**Task description**
Filter the lines below and copy out each one that contains the word "green", matching its case exactly.
-------- Material provided
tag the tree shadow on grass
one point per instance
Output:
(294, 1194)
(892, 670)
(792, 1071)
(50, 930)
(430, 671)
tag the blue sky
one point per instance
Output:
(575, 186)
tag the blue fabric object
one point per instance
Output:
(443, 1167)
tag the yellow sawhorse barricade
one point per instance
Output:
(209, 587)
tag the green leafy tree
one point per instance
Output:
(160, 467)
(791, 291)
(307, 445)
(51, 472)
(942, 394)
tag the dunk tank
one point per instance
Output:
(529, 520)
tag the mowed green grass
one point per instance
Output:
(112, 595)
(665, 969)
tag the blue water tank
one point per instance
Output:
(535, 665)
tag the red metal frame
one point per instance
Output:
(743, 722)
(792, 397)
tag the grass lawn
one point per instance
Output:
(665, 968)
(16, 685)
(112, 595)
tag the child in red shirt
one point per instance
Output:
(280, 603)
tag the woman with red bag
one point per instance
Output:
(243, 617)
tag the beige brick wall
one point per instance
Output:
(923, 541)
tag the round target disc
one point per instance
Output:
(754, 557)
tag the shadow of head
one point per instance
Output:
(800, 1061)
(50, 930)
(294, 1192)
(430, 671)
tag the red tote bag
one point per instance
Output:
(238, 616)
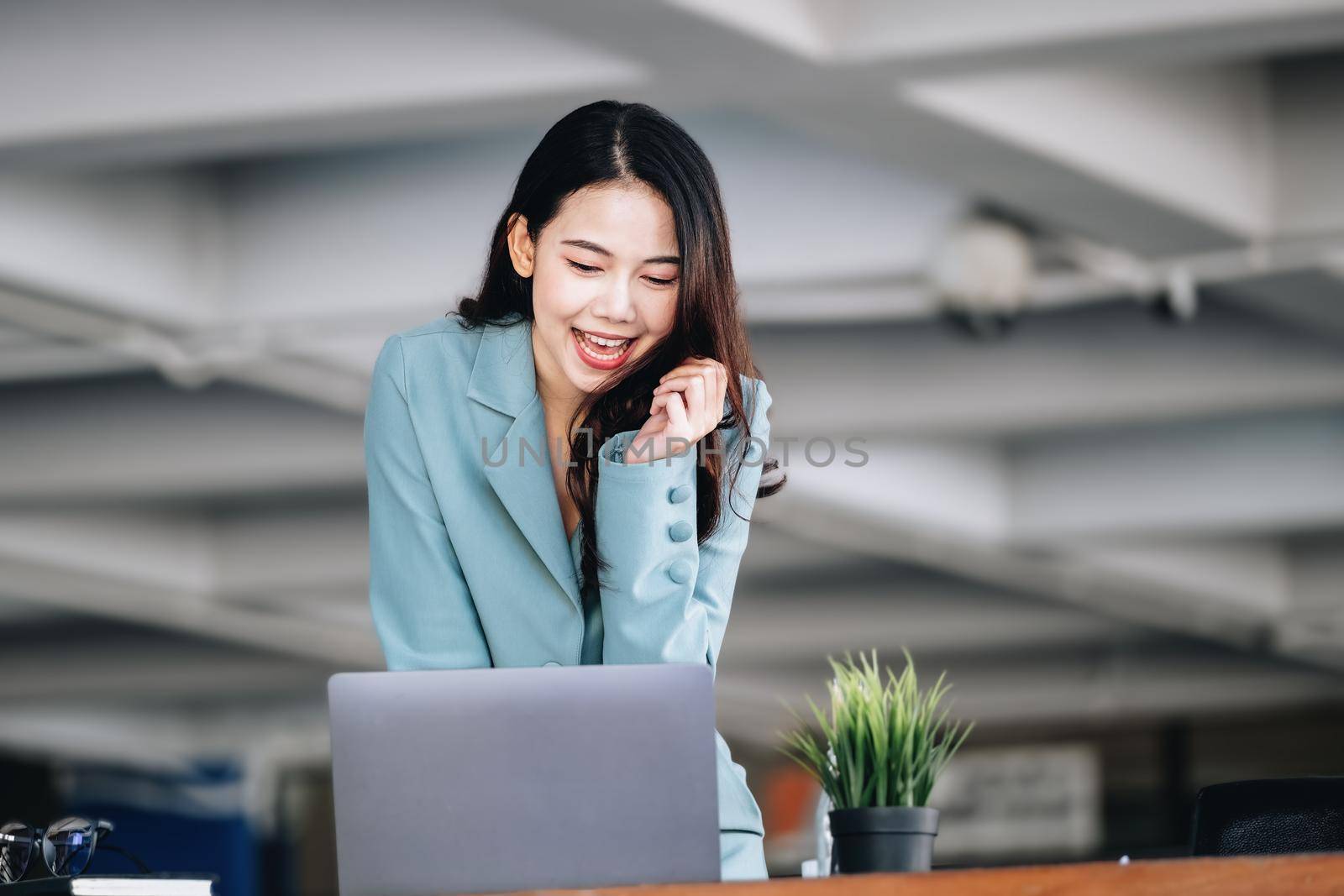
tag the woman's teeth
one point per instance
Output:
(611, 347)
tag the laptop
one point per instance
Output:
(492, 779)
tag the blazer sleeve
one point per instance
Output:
(665, 597)
(421, 606)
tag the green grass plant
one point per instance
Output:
(884, 745)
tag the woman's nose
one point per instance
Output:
(615, 305)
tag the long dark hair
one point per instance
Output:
(633, 144)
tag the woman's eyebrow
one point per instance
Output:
(593, 248)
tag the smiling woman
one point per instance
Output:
(606, 317)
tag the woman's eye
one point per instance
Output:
(589, 269)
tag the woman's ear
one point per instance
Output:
(521, 248)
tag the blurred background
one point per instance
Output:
(1085, 259)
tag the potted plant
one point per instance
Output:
(885, 746)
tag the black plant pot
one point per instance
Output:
(882, 839)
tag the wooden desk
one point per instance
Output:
(1304, 875)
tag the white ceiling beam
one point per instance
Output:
(1252, 474)
(138, 441)
(971, 35)
(192, 89)
(1196, 140)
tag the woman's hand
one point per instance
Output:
(687, 406)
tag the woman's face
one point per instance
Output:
(604, 268)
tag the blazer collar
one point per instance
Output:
(504, 379)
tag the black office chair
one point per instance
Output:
(1270, 815)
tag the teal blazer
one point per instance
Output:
(468, 558)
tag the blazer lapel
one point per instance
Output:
(519, 457)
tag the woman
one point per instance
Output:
(606, 317)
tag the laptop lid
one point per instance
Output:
(512, 778)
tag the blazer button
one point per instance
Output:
(680, 571)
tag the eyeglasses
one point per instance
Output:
(66, 846)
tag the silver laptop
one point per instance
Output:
(477, 781)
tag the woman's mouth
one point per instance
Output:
(598, 352)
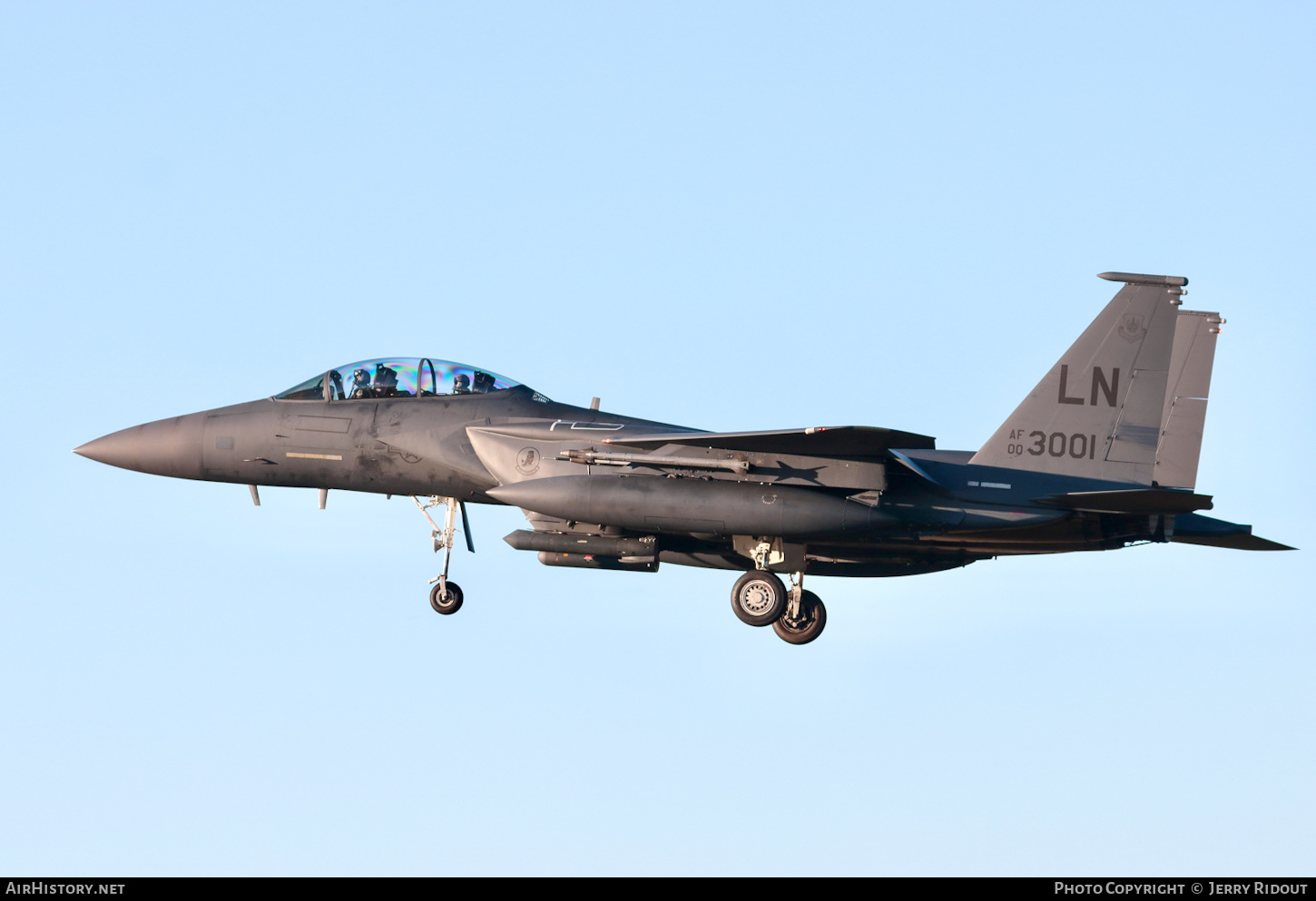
----------------
**Answer in full**
tag the green leafy tree
tag the mowed green grass
tag the green grass plant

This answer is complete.